>> BEGIN
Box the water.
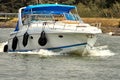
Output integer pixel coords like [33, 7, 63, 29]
[0, 29, 120, 80]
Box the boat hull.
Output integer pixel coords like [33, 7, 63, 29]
[8, 32, 96, 53]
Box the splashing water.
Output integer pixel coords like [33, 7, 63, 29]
[88, 45, 115, 57]
[0, 42, 115, 57]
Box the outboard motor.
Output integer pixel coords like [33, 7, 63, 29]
[38, 31, 47, 46]
[12, 36, 18, 51]
[3, 44, 8, 52]
[22, 32, 29, 47]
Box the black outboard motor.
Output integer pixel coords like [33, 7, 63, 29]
[12, 36, 18, 51]
[38, 31, 47, 46]
[22, 32, 29, 47]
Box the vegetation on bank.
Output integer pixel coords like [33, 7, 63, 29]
[0, 0, 120, 18]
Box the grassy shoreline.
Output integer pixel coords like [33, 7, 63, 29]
[0, 18, 120, 33]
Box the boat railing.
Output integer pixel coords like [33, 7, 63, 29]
[24, 14, 86, 30]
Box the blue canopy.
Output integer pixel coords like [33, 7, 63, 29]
[23, 4, 76, 14]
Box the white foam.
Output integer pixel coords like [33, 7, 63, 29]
[88, 46, 115, 57]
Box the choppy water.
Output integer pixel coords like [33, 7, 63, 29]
[0, 29, 120, 80]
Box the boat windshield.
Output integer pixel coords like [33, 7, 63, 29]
[23, 13, 82, 25]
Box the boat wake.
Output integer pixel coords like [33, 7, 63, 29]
[88, 45, 115, 57]
[0, 42, 115, 57]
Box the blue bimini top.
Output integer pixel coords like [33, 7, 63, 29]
[23, 4, 76, 14]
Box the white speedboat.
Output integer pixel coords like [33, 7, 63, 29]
[4, 4, 101, 53]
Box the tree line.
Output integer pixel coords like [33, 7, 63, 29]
[0, 0, 120, 18]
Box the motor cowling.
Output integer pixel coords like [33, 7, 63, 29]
[22, 32, 29, 47]
[12, 36, 18, 51]
[3, 44, 8, 52]
[38, 31, 47, 46]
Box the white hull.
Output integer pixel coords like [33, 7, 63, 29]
[4, 4, 101, 53]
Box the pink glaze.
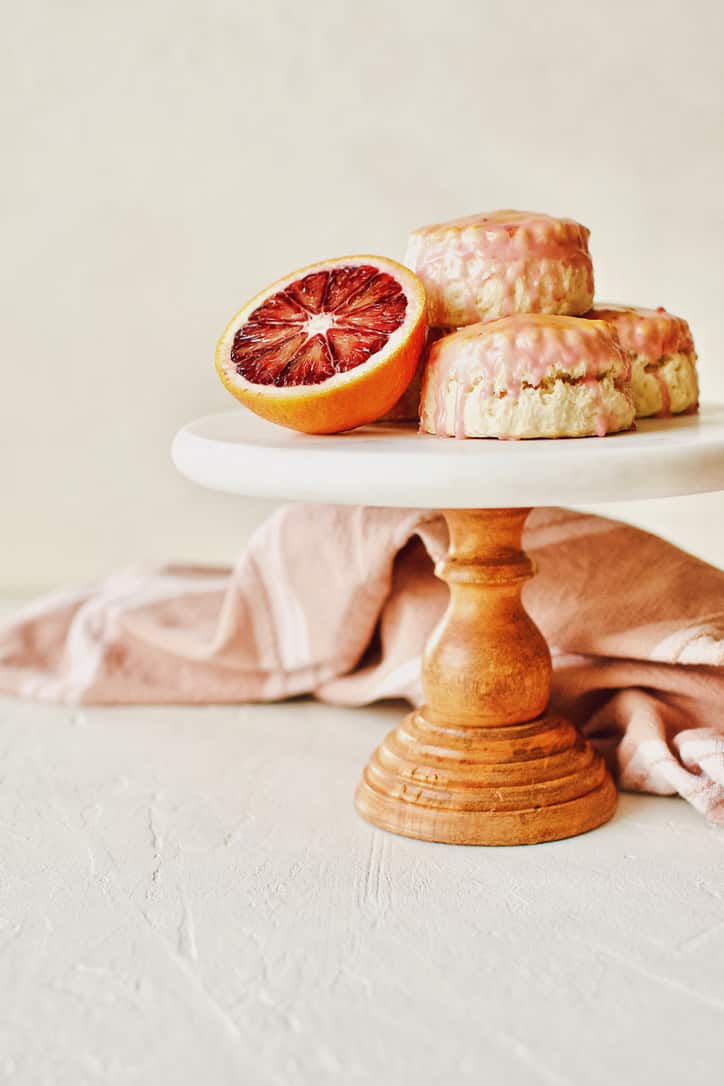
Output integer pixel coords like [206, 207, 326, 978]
[410, 211, 590, 261]
[586, 302, 694, 362]
[405, 211, 594, 324]
[423, 314, 631, 438]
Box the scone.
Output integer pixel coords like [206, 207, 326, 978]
[420, 314, 634, 438]
[380, 328, 455, 422]
[586, 302, 699, 418]
[405, 211, 594, 328]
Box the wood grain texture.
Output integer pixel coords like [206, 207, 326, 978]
[0, 686, 724, 1086]
[356, 509, 617, 845]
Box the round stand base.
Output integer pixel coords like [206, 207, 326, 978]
[356, 709, 617, 845]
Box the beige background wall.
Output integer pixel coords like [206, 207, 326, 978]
[0, 0, 724, 590]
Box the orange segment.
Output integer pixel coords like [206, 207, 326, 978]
[216, 256, 425, 433]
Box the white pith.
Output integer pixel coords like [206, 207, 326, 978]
[303, 313, 336, 339]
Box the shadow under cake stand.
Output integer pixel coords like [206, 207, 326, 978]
[173, 405, 724, 845]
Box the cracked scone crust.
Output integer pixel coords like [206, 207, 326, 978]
[420, 314, 634, 438]
[586, 303, 699, 418]
[405, 211, 594, 327]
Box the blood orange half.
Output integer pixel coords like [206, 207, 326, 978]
[216, 256, 425, 433]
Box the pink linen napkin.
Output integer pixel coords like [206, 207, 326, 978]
[0, 505, 724, 822]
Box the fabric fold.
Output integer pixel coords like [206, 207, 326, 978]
[0, 505, 724, 821]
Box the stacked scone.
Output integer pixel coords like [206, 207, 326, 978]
[396, 211, 698, 438]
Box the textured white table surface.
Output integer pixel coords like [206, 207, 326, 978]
[0, 700, 724, 1086]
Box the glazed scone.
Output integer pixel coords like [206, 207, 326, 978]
[420, 314, 634, 438]
[380, 328, 455, 422]
[586, 302, 699, 418]
[405, 211, 594, 328]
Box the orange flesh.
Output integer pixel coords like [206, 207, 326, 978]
>> END
Task prompt: Reproduce all of the rows above verbatim, omitting the pictures from your output.

Correct response:
Box the water.
Output integer pixel coords like [33, 7, 63, 29]
[0, 29, 120, 80]
Box the boat hull.
Output integer pixel coords like [33, 7, 63, 29]
[8, 32, 96, 53]
Box the splashing water.
Output integer pixel coords like [33, 7, 63, 29]
[88, 45, 115, 57]
[0, 42, 115, 57]
Box the outboard motor.
Output integer pixel coords like [33, 7, 63, 29]
[38, 31, 47, 46]
[12, 36, 18, 51]
[3, 44, 8, 52]
[22, 32, 29, 47]
Box the black outboard motor.
Output integer pixel coords like [33, 7, 63, 29]
[12, 36, 18, 51]
[38, 31, 47, 46]
[22, 32, 29, 47]
Box the vegetation on bank.
Output integer pixel coords like [33, 7, 63, 29]
[0, 0, 120, 18]
Box the grassy shoreline.
Output integer pixel coords like [33, 7, 63, 29]
[0, 18, 120, 33]
Box the boat railing.
Output integer pixel coords like [33, 7, 63, 29]
[24, 14, 86, 30]
Box the blue canopy.
Output integer pixel coords like [33, 7, 63, 29]
[23, 4, 76, 14]
Box the white foam.
Output integer pixel coords like [33, 7, 63, 29]
[88, 46, 115, 57]
Box the choppy water.
Output integer pixel coords like [33, 7, 63, 29]
[0, 29, 120, 80]
Box the boat windshield.
Output integer pixel coords like [33, 7, 63, 29]
[23, 13, 82, 25]
Box the boat wake.
Output integer pixel coords like [33, 7, 63, 29]
[88, 45, 115, 57]
[0, 42, 115, 57]
Box the blue bimini top.
Output integer pixel coords like [33, 7, 63, 29]
[23, 4, 76, 14]
Box the white speedboat.
Output integer pixel coords like [33, 7, 63, 29]
[4, 4, 101, 53]
Box the tree line.
Output integer pixel coords like [33, 7, 63, 29]
[0, 0, 120, 18]
Box the motor cowling.
Output integer pixel coords like [33, 7, 63, 29]
[22, 32, 29, 47]
[12, 36, 18, 51]
[3, 44, 8, 52]
[38, 31, 47, 46]
Box the white hull.
Output integer pixel coords like [33, 7, 63, 29]
[4, 4, 101, 53]
Box the pink glaze.
Output integer pixel coords like [206, 207, 326, 978]
[410, 211, 590, 261]
[586, 302, 694, 362]
[405, 211, 594, 324]
[423, 314, 631, 438]
Box the scone.
Output integer pixel coords like [206, 207, 326, 978]
[420, 314, 634, 438]
[380, 328, 455, 422]
[586, 302, 699, 418]
[405, 211, 594, 328]
Box the wood grain texture.
Output integer pixel coords like [206, 207, 326, 978]
[0, 686, 724, 1086]
[356, 509, 617, 845]
Box the round stand base.
Output integer pixel coords like [206, 207, 326, 978]
[356, 709, 617, 845]
Box the beige background wall.
Output integer pixel coords like [206, 207, 326, 978]
[0, 0, 724, 590]
Box the orange segment.
Output integer pixel coords like [206, 207, 326, 978]
[216, 256, 425, 433]
Box the white pith.
Output integer pixel coords like [206, 207, 326, 978]
[303, 313, 336, 339]
Box the shadow under cake stand.
Output integer pixel coords like [206, 207, 326, 978]
[173, 405, 724, 845]
Box the cracked scone crust.
Output integer pixel coords like [206, 207, 326, 978]
[420, 314, 634, 438]
[586, 303, 699, 418]
[405, 211, 594, 327]
Box the blood orange half.
Output integer pixel coords like [206, 207, 326, 978]
[216, 256, 425, 433]
Box the pink linen napkin.
Output integer pixel coords like [206, 207, 326, 978]
[0, 505, 724, 822]
Box the fabric fold.
Output integer pixel coords like [206, 207, 326, 978]
[0, 505, 724, 821]
Box the stacked scone.
Output integer pixel coords like [206, 207, 326, 978]
[396, 211, 698, 438]
Box the textured white table surface.
Output integer pixel coords like [206, 207, 326, 978]
[0, 700, 724, 1086]
Box the glazed scone.
Output integer pixel coords like [206, 207, 326, 978]
[420, 314, 634, 438]
[380, 328, 455, 422]
[586, 302, 699, 418]
[405, 211, 594, 328]
Box the orange flesh.
Output integer pixel coords like [206, 207, 326, 978]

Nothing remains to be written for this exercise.